**Aim of the exercise**
Reproduce verbatim the lines of the material below, beginning with the line that contains "the blue headband" and continuing through the final line of the material.

**Dataset records**
━━━━

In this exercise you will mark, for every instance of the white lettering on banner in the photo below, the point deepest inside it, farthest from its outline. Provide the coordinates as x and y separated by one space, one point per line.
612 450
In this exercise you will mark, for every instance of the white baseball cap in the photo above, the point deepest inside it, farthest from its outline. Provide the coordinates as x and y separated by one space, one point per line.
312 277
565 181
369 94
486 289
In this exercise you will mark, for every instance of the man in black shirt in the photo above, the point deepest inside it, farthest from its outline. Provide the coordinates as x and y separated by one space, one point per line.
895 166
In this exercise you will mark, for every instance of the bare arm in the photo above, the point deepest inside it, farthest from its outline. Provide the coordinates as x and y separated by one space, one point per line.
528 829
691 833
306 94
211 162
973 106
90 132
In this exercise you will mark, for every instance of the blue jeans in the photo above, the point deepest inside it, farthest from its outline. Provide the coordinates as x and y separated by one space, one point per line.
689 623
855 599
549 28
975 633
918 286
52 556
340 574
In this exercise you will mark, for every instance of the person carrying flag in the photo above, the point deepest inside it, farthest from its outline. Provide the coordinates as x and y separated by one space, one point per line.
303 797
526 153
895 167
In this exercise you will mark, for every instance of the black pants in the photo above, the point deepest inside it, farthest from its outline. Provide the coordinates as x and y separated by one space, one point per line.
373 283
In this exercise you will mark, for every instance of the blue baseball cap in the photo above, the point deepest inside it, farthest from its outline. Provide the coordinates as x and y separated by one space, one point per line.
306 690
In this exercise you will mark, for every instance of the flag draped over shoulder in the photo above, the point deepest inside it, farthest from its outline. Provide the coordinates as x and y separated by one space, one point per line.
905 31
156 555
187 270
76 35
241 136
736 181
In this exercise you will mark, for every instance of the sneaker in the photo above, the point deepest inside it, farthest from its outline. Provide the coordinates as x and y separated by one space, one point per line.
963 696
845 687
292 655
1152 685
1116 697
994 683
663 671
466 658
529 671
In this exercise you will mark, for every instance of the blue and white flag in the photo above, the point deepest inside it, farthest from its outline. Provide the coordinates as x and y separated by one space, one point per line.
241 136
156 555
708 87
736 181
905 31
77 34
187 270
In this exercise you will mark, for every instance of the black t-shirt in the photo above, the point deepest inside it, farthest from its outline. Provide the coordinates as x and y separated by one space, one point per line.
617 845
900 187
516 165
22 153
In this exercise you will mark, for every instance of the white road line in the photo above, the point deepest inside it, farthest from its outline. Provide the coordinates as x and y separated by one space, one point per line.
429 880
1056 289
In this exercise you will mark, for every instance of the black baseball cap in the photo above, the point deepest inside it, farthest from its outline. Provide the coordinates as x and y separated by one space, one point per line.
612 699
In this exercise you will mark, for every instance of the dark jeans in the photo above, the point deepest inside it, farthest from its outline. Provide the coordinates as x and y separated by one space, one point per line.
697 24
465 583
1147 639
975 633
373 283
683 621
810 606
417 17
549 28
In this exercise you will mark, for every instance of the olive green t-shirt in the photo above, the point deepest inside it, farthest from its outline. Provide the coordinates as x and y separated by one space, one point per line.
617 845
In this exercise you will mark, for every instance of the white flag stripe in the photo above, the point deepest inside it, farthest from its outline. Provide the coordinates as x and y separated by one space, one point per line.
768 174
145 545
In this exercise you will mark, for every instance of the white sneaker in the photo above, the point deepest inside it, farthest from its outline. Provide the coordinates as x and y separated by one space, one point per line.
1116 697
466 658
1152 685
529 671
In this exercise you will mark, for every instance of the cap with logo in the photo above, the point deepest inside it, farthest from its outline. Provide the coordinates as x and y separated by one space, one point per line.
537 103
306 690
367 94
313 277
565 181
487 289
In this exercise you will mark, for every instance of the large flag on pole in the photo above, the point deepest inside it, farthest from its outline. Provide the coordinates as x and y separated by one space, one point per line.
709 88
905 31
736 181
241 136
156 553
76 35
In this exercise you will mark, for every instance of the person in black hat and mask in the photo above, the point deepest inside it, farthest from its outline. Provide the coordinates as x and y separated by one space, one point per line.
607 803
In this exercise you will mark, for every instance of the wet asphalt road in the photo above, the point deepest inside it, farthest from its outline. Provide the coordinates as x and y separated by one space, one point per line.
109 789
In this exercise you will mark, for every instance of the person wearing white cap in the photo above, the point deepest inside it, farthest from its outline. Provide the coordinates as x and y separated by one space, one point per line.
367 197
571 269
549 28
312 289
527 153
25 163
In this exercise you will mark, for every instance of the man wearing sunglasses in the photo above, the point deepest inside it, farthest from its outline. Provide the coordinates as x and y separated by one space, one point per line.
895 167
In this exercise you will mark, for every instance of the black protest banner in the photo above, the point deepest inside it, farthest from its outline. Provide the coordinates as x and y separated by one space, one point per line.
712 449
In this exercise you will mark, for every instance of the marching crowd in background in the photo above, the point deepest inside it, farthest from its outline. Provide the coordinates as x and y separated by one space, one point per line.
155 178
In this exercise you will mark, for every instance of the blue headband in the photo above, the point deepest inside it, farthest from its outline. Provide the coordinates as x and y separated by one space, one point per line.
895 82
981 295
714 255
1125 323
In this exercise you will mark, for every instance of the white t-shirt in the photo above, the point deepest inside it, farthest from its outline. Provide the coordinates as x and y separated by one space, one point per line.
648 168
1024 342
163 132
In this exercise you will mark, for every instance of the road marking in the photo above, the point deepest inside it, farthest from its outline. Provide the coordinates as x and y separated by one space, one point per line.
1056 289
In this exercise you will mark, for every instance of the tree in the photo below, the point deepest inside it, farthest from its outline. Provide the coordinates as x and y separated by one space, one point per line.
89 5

━━━━

**Result of the task**
In this exercise you will mark, for every instance of the blue headband in the photo above, the point deepest inside it, farthest from its outline. Provide the coordinates as x and y separated by one space, one point per line.
895 82
981 295
714 255
1125 323
In this exercise you will mark, for every instance of the white t-shirt in the photo above, the point deepest inside it, farthest from its outline. Provide the coordinates as x and y separated by one space, one point per line.
648 168
1024 342
163 132
In this exercise you will mark, for every instance of the road marking in the photo above, the point deepest inside it, farthest from its outline. Provide the coordinates as x and y separated by one space, one point per line.
1056 289
In this exercise you will mark, for every instance of the tree in the photo below, the point deepest inside it, farthest from its outline. Provide the coordinates as x and y separated by one space, one point per line.
89 5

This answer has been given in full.